Given task >> The line containing "Where can you find the light" marks the start; return it and every line after it in the listing below, exactly, through the last.

Entries from a dataset >>
◇ ◇ ◇ ◇

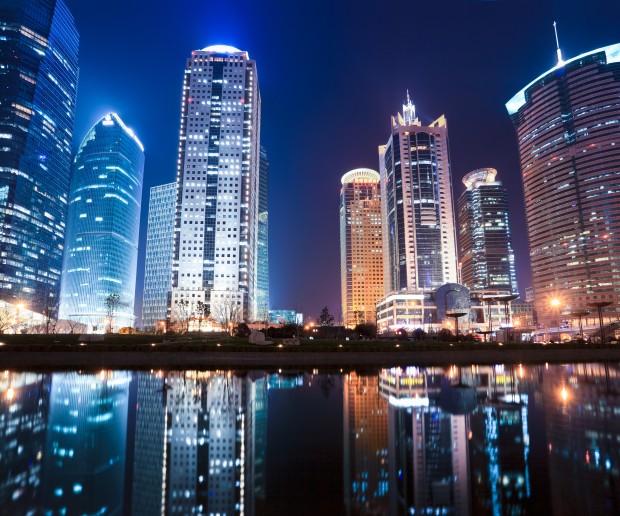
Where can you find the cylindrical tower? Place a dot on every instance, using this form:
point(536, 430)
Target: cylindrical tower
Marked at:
point(361, 246)
point(101, 252)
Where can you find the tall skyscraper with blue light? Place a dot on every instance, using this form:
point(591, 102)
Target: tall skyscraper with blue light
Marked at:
point(158, 262)
point(418, 215)
point(567, 122)
point(38, 87)
point(216, 234)
point(103, 222)
point(486, 254)
point(262, 283)
point(86, 443)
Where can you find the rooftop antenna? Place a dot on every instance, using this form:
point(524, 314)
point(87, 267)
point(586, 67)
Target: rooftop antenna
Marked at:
point(557, 45)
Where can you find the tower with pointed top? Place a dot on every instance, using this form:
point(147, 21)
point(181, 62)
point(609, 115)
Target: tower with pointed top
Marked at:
point(216, 240)
point(103, 222)
point(417, 209)
point(568, 130)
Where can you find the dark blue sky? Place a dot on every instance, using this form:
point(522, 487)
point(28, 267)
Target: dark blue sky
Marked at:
point(331, 73)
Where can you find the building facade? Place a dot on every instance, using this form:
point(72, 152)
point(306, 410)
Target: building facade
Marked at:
point(361, 246)
point(38, 80)
point(158, 261)
point(103, 222)
point(262, 285)
point(418, 216)
point(485, 245)
point(216, 234)
point(568, 130)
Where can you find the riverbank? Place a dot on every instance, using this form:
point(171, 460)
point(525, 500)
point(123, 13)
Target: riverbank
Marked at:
point(299, 357)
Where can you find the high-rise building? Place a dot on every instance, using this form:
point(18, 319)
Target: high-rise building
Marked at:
point(38, 85)
point(216, 234)
point(361, 246)
point(262, 283)
point(419, 241)
point(486, 254)
point(103, 222)
point(158, 261)
point(568, 125)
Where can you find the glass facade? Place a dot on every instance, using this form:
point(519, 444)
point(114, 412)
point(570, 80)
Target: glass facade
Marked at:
point(361, 246)
point(86, 443)
point(159, 249)
point(38, 84)
point(216, 234)
point(262, 290)
point(486, 253)
point(568, 130)
point(102, 227)
point(418, 216)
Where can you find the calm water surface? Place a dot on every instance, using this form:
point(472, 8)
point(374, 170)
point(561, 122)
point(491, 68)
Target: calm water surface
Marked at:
point(473, 440)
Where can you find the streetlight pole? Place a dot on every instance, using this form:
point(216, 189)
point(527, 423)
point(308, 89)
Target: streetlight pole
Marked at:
point(599, 308)
point(579, 314)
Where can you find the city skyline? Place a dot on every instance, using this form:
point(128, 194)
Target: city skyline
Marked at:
point(314, 266)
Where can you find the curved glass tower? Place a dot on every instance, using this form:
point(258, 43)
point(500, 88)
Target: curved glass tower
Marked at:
point(568, 130)
point(102, 227)
point(38, 87)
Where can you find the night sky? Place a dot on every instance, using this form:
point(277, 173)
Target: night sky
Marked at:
point(331, 73)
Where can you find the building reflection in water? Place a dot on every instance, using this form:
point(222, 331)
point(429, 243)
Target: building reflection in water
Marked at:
point(85, 447)
point(582, 407)
point(416, 441)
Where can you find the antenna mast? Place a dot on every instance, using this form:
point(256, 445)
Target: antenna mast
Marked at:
point(557, 44)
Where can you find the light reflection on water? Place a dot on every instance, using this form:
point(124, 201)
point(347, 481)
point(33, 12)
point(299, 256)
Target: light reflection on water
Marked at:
point(471, 440)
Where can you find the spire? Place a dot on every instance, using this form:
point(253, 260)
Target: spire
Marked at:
point(557, 45)
point(409, 112)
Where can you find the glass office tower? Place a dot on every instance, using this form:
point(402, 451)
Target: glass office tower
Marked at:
point(158, 262)
point(486, 254)
point(262, 284)
point(568, 130)
point(418, 215)
point(38, 87)
point(102, 227)
point(361, 246)
point(216, 235)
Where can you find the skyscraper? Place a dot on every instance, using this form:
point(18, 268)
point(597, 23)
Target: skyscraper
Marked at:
point(568, 125)
point(262, 283)
point(159, 249)
point(103, 222)
point(419, 241)
point(38, 84)
point(361, 246)
point(486, 254)
point(216, 234)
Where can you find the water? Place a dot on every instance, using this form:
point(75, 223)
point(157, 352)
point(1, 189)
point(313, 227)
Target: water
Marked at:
point(472, 440)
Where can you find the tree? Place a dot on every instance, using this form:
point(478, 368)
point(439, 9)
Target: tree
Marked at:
point(111, 306)
point(183, 313)
point(366, 330)
point(226, 311)
point(325, 318)
point(7, 316)
point(202, 312)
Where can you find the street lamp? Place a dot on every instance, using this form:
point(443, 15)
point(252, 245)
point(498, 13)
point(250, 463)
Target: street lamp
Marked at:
point(580, 314)
point(455, 316)
point(506, 300)
point(555, 304)
point(599, 308)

◇ ◇ ◇ ◇

Exercise response >>
Where can you find the light reflection on water? Place a dot on every instance, using this form:
point(124, 201)
point(347, 481)
point(33, 12)
point(299, 256)
Target: light reflection on water
Marked at:
point(471, 440)
Where can you find the spire? Place a dot on every instance, using this form:
point(253, 260)
Target: spire
Marked at:
point(557, 45)
point(409, 112)
Where can you find the glass office tower? Place a dot on every instance, using this form:
point(402, 451)
Target: glass office tower
Marked at:
point(158, 262)
point(486, 254)
point(262, 284)
point(568, 130)
point(418, 215)
point(38, 87)
point(102, 227)
point(361, 246)
point(216, 235)
Where can you find the skyscraper? Place a dot on every instance, using this form:
point(18, 268)
point(597, 23)
Target: skyscraper
Marked at:
point(568, 125)
point(262, 283)
point(159, 249)
point(103, 222)
point(419, 241)
point(38, 84)
point(361, 246)
point(486, 254)
point(216, 234)
Where can you find the water? Place a dot on every instance, using this form:
point(75, 223)
point(157, 352)
point(1, 189)
point(313, 227)
Target: water
Marked at:
point(472, 440)
Where can you find the tree? Place a dot on every instance, using this form:
point(478, 368)
point(439, 9)
Target: tree
Marked at:
point(111, 306)
point(183, 313)
point(366, 330)
point(226, 311)
point(325, 318)
point(7, 316)
point(202, 312)
Where can you find the street lamp? Place a dot on every instance, using this form:
point(443, 15)
point(252, 245)
point(498, 13)
point(250, 463)
Target: street lamp
Marked at:
point(580, 314)
point(455, 316)
point(506, 300)
point(555, 304)
point(599, 308)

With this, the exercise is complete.